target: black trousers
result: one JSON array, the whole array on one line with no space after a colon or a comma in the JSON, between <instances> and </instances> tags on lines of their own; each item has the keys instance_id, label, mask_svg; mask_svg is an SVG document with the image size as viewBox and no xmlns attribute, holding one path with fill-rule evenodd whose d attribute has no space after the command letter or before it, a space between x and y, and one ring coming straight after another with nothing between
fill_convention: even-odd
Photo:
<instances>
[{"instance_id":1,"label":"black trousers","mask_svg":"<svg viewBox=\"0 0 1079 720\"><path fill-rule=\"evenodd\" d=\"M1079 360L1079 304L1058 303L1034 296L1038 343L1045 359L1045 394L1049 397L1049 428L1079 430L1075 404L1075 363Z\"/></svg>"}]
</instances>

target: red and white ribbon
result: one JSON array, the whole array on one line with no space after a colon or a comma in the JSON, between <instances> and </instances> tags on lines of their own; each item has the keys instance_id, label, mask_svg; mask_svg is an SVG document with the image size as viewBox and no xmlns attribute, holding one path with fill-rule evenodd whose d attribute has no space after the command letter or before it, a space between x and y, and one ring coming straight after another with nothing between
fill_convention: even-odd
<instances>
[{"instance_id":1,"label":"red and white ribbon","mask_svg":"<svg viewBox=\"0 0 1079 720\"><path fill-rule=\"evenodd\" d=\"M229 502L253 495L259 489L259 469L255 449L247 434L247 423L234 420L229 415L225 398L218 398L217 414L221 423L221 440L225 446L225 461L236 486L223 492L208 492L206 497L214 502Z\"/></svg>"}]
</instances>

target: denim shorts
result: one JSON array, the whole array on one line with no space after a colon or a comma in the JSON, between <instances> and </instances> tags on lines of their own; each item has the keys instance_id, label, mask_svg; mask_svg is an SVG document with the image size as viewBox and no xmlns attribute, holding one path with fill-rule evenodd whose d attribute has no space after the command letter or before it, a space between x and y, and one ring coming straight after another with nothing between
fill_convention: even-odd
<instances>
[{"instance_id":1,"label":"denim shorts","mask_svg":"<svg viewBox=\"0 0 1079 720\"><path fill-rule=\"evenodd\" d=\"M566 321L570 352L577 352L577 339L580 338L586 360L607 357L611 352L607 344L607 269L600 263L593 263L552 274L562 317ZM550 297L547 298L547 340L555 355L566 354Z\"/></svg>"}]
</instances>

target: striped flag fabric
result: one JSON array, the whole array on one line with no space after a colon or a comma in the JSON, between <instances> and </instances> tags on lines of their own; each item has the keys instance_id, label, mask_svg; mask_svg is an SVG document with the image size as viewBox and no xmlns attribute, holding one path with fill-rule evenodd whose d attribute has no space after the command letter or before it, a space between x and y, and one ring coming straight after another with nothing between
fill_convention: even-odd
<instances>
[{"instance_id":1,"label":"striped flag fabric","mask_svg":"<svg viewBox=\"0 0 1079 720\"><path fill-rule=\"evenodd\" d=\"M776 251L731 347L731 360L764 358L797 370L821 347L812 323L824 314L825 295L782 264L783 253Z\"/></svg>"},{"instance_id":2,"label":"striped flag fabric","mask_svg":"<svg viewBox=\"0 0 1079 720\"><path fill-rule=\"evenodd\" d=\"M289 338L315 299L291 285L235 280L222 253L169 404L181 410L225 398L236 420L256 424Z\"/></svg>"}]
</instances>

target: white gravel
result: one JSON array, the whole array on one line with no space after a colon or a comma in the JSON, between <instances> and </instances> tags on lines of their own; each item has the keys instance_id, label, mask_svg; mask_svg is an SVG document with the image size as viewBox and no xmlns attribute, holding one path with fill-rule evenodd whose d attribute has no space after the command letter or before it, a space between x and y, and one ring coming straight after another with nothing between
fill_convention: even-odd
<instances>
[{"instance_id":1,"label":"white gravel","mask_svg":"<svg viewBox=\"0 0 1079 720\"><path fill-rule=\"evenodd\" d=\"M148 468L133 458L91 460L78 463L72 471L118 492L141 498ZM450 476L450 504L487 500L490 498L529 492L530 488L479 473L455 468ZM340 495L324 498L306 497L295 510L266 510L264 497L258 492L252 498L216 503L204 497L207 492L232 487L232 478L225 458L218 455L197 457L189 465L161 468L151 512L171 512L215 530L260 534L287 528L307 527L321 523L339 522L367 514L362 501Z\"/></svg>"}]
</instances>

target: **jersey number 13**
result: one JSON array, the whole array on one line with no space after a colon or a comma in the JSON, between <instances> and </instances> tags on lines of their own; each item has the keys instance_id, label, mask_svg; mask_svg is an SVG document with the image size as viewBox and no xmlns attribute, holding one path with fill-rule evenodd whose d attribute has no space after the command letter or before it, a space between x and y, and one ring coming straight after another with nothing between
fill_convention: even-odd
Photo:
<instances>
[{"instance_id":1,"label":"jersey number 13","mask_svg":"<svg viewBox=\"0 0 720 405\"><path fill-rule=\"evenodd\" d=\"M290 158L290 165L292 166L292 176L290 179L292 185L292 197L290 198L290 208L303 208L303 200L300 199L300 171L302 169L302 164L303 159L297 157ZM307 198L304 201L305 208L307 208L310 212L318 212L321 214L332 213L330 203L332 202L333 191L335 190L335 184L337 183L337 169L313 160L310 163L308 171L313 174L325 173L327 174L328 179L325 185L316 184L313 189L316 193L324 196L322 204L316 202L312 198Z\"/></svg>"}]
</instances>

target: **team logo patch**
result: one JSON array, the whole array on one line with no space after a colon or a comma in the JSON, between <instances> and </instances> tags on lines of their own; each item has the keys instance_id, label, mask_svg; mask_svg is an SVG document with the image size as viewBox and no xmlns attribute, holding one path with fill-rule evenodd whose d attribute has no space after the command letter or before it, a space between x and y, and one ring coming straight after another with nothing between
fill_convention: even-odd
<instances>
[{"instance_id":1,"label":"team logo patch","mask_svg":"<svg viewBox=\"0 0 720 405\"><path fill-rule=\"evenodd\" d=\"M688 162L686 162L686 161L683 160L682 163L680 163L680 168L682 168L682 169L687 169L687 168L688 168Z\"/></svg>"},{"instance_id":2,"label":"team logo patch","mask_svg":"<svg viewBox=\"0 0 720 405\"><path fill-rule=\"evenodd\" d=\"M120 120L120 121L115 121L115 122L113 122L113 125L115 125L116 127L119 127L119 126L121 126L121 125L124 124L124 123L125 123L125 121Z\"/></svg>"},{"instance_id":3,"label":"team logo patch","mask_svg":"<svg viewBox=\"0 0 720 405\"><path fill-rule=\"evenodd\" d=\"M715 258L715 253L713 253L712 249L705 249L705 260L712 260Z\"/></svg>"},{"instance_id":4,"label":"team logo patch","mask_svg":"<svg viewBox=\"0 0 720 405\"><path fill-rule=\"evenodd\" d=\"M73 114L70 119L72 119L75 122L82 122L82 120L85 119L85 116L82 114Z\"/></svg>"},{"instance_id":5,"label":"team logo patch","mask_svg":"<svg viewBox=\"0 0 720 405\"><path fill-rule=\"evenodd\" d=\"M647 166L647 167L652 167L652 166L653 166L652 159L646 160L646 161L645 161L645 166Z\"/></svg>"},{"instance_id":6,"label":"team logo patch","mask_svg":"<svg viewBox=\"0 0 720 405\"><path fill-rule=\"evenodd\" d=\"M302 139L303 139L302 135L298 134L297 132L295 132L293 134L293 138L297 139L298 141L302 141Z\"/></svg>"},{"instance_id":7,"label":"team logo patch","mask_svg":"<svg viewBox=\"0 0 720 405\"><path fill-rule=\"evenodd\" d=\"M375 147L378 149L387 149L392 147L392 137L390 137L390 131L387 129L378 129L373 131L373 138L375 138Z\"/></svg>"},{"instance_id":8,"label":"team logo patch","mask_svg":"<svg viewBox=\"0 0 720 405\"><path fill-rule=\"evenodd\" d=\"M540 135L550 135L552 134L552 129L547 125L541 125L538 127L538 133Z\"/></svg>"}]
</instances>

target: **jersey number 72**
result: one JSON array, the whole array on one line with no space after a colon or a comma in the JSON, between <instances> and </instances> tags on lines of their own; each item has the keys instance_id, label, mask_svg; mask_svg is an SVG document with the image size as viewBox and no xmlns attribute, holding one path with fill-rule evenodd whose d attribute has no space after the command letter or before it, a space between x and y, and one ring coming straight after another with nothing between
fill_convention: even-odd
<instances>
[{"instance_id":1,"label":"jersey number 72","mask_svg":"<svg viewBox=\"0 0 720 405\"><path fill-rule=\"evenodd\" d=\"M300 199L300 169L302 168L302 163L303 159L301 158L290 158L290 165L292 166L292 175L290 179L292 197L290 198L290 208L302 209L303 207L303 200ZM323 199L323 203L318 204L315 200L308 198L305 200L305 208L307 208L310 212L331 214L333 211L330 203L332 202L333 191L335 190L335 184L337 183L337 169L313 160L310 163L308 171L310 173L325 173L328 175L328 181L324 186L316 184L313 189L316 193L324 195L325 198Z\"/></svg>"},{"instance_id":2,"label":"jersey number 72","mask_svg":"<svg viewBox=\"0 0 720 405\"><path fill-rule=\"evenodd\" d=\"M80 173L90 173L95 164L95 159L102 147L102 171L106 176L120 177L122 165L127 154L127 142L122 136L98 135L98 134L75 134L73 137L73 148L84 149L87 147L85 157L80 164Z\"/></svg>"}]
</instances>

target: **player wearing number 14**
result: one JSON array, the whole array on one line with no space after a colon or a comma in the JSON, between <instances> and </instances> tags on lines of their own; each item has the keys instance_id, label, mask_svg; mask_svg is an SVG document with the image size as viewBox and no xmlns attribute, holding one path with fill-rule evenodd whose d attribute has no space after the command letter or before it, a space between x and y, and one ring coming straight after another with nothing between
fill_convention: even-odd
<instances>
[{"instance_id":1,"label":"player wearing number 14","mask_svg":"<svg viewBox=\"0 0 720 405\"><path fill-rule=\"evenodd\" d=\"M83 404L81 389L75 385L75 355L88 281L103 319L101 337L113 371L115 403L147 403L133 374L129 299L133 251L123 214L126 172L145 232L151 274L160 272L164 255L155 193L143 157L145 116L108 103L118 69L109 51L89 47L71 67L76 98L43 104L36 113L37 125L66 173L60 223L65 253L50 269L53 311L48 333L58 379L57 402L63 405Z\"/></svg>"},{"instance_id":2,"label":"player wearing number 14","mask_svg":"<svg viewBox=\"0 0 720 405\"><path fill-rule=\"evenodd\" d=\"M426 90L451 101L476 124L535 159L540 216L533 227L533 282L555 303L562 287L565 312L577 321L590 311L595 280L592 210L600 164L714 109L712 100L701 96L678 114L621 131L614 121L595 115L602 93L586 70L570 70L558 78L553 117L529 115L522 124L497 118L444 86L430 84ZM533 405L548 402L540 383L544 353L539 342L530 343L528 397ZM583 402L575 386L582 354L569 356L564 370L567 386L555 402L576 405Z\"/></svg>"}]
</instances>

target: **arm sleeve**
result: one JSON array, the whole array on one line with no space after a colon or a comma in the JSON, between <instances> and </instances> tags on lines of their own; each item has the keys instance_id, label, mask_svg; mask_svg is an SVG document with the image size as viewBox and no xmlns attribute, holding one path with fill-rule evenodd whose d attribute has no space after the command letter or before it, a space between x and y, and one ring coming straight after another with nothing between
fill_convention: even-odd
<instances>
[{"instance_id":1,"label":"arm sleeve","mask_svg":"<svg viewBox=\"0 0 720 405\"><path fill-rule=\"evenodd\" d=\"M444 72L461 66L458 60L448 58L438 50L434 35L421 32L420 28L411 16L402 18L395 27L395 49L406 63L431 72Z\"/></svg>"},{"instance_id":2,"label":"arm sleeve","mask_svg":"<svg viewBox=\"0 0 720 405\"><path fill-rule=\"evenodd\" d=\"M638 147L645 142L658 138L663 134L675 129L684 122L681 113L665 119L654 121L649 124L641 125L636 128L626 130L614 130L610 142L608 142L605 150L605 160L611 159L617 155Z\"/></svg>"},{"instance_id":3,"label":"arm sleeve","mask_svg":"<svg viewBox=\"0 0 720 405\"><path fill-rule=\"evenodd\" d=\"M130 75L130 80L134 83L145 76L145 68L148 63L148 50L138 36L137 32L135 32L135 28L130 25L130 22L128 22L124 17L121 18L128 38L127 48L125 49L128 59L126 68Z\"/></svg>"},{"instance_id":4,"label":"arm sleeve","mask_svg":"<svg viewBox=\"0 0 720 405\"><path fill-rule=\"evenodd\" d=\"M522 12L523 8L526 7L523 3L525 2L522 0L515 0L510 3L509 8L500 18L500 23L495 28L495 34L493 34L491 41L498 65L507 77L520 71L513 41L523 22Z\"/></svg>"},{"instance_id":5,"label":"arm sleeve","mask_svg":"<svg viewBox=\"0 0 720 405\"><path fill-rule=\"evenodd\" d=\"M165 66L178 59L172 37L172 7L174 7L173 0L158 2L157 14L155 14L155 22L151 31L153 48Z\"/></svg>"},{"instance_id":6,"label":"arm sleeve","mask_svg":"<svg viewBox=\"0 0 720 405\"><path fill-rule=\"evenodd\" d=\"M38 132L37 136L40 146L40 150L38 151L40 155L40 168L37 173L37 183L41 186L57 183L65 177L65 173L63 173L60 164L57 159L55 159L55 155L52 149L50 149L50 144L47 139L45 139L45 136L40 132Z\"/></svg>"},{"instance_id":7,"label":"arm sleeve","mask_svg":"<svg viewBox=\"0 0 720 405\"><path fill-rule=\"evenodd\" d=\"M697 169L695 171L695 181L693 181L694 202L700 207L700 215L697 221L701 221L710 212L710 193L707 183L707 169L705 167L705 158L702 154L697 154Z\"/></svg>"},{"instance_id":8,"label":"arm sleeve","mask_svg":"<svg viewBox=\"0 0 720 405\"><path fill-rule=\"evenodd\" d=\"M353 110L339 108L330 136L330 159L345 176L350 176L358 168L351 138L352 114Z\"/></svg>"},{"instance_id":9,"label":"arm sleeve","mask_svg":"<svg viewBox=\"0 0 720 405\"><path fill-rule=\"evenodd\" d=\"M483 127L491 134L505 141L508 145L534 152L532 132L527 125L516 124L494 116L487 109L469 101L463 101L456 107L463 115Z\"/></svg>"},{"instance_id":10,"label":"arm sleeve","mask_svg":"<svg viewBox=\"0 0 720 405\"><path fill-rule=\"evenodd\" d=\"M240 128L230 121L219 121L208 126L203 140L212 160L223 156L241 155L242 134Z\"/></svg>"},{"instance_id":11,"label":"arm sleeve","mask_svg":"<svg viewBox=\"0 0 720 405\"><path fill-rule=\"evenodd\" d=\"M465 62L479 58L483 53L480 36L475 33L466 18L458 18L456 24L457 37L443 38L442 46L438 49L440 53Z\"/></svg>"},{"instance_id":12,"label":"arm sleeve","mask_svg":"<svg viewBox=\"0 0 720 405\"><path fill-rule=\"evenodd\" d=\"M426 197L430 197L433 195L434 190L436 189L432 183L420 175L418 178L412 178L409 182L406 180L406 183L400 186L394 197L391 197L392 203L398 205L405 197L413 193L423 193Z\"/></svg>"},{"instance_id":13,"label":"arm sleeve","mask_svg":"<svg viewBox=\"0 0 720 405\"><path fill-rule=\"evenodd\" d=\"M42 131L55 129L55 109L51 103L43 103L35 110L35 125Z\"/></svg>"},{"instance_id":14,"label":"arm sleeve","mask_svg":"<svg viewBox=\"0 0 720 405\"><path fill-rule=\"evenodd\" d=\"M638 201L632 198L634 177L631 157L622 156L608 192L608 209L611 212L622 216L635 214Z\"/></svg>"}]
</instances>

**Task brief:** The answer should be the first line of the material and every line after it through the line containing "target: denim shorts", exactly as written, and nothing else.

**Answer section:**
target: black trousers
result: one JSON array, the whole array on one line with no space after a colon or a comma in the JSON, between <instances> and </instances> tags on lines of their own; each item has the keys instance_id, label, mask_svg; mask_svg is an SVG document with the image size as viewBox and no xmlns attribute, holding one path with fill-rule evenodd whose d attribute has no space after the command letter or before it, a space between x and y, and one ring coming straight after another with nothing between
fill_convention: even-odd
Photo:
<instances>
[{"instance_id":1,"label":"black trousers","mask_svg":"<svg viewBox=\"0 0 1079 720\"><path fill-rule=\"evenodd\" d=\"M1079 360L1079 304L1058 303L1034 296L1038 343L1045 359L1045 394L1049 397L1049 428L1079 430L1075 404L1075 363Z\"/></svg>"}]
</instances>

target: red and white ribbon
result: one JSON array, the whole array on one line with no space after a colon or a comma in the JSON, between <instances> and </instances> tags on lines of their own; each item has the keys instance_id, label, mask_svg; mask_svg is an SVG document with the image size as viewBox and no xmlns attribute, holding one path with fill-rule evenodd whose d attribute has no space after the command letter or before it, a space between x and y, and one ring coming straight after another with nothing between
fill_convention: even-odd
<instances>
[{"instance_id":1,"label":"red and white ribbon","mask_svg":"<svg viewBox=\"0 0 1079 720\"><path fill-rule=\"evenodd\" d=\"M229 502L253 495L259 489L259 469L255 449L247 434L247 423L234 420L229 415L225 398L218 398L217 414L221 423L221 440L225 446L225 461L236 486L223 492L208 492L206 497L214 502Z\"/></svg>"}]
</instances>

target: denim shorts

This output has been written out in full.